● **Extrahierter Text**:

——————

In Deutschland wird der Großteil der Stipendien nicht von den Universitäten, sondern von den Parteien vergeben – weitgehend nach eigenem Gutdünken. Allerdings stammen die Gelder dafür nicht aus den Parteikassen, sondern aus dem Bundeshaushalt. Bei den kleineren Stiftungen, die ihr Geld nicht vom Staat beziehen und nur sehr wenige Stipendien vergeben, sind diese häufig an bizarr erscheinende Voraussetzungen geknüpft, wie etwa die, dass es sich bei den Bewerbern um Arztwaisen aus bestimmten Kleinstädten handeln muss.
Während in Deutschland die Studiengebühren nur einem relativ kleinen Teil von Geringverdienerabkömmlingen erlassen werden und vor allem den Mittelstand belasten, streicht die kalifornische Eliteuniversität Stanford, die sich vor allem durch ihre Leistungen bei den Natur- und Ingenieurswissenschaften einen Namen machte, ab nächsten Herbst die Studiengebühren für alle Studenten, deren Familieneinkommen unter 100.000 Dollar liegt.
Liegt das Familieneinkommen gar unter 60.000 Dollar verzichtet die Universität auch auf die 11.182 Dollar für Kost und Logis, die, verglichen mit den Lebenshaltungskosten in einer deutschen Großstadt wie München, ohnehin wie ein Schnäppchen wirken – selbst wenn man berücksichtigt, dass Studenten dafür das Risiko eingehen, mit Crunk-Hörern ein Zimmer teilen zu müssen.
Stanford folgt mit dem Schritt dem großen Rivalen Harvard, der sich vor zwei Monaten darauf festgelegt hatte, dass die Gebühren für Studenten mit einem Familieneinkommen bis zu 180.000 Dollar auf 10% des Jahreseinkommens begrenzt werden. Einen Monat später folgte Yale mit der Ankündigung, die Zuwendungen an Studenten mit einem Familieneinkommen unter 200.000 Dollar um ein Drittel zu erhöhen. Andere Hochschulen, wie etwa die Washington University in St. Louis, wandelten bestehende Darlehensangebote in Stipendien um.

——————

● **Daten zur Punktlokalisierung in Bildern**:
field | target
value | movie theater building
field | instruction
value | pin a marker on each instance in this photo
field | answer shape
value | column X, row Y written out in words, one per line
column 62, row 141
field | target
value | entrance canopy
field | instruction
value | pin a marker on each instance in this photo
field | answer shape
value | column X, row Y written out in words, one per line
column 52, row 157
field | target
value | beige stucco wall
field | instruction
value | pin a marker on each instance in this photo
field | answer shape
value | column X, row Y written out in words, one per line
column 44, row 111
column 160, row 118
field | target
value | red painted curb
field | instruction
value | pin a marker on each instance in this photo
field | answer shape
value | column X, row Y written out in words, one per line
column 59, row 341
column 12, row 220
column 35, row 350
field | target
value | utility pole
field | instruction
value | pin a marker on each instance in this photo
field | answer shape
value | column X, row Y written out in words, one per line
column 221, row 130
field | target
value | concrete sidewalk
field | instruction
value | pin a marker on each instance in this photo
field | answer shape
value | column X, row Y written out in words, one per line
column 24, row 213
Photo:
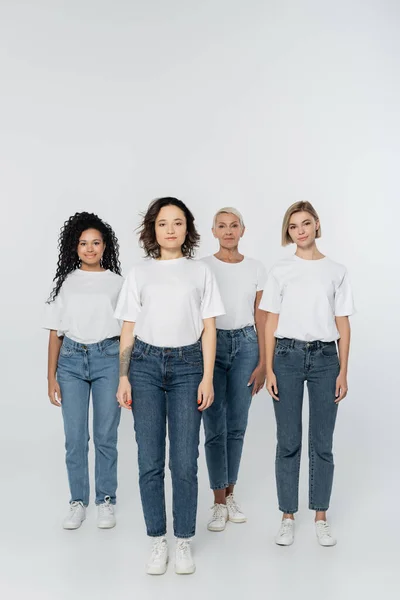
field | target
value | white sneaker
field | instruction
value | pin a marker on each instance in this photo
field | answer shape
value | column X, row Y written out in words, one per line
column 234, row 513
column 184, row 563
column 158, row 561
column 75, row 517
column 105, row 514
column 285, row 535
column 219, row 517
column 324, row 535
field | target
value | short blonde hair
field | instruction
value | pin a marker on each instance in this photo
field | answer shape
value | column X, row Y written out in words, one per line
column 228, row 210
column 301, row 206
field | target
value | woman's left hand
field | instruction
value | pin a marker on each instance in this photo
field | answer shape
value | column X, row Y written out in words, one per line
column 205, row 394
column 257, row 379
column 341, row 387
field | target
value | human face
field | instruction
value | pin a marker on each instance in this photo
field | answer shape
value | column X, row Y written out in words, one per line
column 303, row 229
column 228, row 230
column 170, row 227
column 90, row 249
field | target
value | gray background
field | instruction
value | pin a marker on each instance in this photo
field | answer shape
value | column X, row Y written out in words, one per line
column 106, row 105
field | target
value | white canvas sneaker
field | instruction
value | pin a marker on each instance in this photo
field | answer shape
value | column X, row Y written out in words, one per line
column 234, row 513
column 285, row 535
column 324, row 534
column 75, row 517
column 158, row 561
column 105, row 514
column 219, row 517
column 184, row 563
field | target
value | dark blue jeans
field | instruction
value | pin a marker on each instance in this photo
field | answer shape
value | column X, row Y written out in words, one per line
column 225, row 421
column 83, row 369
column 164, row 383
column 316, row 363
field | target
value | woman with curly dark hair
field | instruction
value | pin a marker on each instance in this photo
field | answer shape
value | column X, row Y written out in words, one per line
column 168, row 303
column 83, row 358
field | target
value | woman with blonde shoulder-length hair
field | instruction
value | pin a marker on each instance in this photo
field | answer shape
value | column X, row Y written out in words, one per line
column 239, row 371
column 308, row 300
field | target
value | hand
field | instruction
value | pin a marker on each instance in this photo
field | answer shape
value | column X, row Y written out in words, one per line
column 257, row 379
column 54, row 392
column 124, row 393
column 272, row 386
column 205, row 394
column 341, row 387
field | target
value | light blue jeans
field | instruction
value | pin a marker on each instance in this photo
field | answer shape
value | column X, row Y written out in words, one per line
column 83, row 369
column 225, row 421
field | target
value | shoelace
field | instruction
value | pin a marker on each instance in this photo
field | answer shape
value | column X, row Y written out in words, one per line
column 231, row 502
column 158, row 549
column 324, row 529
column 73, row 507
column 183, row 549
column 285, row 528
column 106, row 508
column 218, row 511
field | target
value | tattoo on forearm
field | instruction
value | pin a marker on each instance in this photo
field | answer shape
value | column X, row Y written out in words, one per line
column 125, row 360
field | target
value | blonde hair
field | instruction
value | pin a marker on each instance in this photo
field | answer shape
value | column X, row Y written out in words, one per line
column 228, row 210
column 301, row 206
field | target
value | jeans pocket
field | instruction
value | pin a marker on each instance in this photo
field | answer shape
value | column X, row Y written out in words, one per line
column 66, row 351
column 111, row 348
column 193, row 357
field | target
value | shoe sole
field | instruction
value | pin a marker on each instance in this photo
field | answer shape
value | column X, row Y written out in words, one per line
column 100, row 526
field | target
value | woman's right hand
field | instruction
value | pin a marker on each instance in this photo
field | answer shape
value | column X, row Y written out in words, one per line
column 54, row 392
column 124, row 393
column 272, row 386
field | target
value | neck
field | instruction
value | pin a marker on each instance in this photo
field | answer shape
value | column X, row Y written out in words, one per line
column 229, row 254
column 92, row 268
column 167, row 254
column 311, row 253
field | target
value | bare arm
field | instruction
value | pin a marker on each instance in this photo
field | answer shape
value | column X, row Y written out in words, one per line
column 209, row 344
column 270, row 341
column 257, row 378
column 343, row 326
column 54, row 391
column 124, row 393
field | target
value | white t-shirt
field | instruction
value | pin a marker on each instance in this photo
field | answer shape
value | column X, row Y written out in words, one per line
column 84, row 307
column 168, row 300
column 238, row 284
column 308, row 295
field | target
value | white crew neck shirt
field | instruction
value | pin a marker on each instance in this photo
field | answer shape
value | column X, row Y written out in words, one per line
column 168, row 300
column 238, row 284
column 84, row 307
column 308, row 295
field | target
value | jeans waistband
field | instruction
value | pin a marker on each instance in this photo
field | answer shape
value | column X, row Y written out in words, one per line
column 292, row 343
column 164, row 350
column 236, row 332
column 96, row 346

——————

● **Aufgabenbeschreibung**:
Schreibe den Text über Stipendien und Studiengebühren in Deutschland und an US-Eliteuniversitäten im Anschluss an seinen letzten Satz weiter. Die Einträge spielen hierfür keine Rolle.

● **Antwort zur Aufgabe**:
Mit den Regelungen steuern die Universitäten auch gegen den Trend, dass aufgrund der aktuellen Finanzkrise der Anteil verhältnismäßig dummer Studenten aus reichen Familien zu stark ansteigt, weil sich das Kleinbürgertum die Studiengebühren nicht mehr leisten kann. Studenten, deren Familieneinkommen über 100.000 Dollar liegt, bittet Stanford so kräftig zur Kasse, dass man in Deutschland wahrscheinlich von einer „Reichensteuer“ sprechen würde: Ab nächsten Herbst zahlen begüterte Bachelorstudenten jährlich 36.030 Dollar für das bloße Studium.
Der Nachteil an der Sache ist, dass amerikanische Abschlusszeugnisse aufgrund dieses Systems nur in Verbindung mit einem Lebenslauf aufschlussreich sind, der auch über das Familieneinkommen Aufschluss gibt – weil es starke Anreize gibt, dass Sprösslinge reicher Eltern entweder aus finanziellen Gründen oder durch alte Netzwerke aufgenommen und gnadendiplomiert werden. Nicht nur wegen der Studiengebühren, sondern auch wegen der Spenden der Eltern. Diese betrugen allein im letzten Jahr etwa 30 Milliarden Dollar. Einen weiteren Nachteil dieses Systems, der ebenfalls mit der Werbung für Spenden zusammenhängt, schilderte Tom Wolfe ausgesprochen eindrucksvoll in seinem Klassiker „I am Charlotte Simmons“: Sportstipendien, welche im besten Fall eine studentische Parallelgesellschaft entstehen lassen und im schlimmsten das Niveau ganzer Fachbereiche drücken.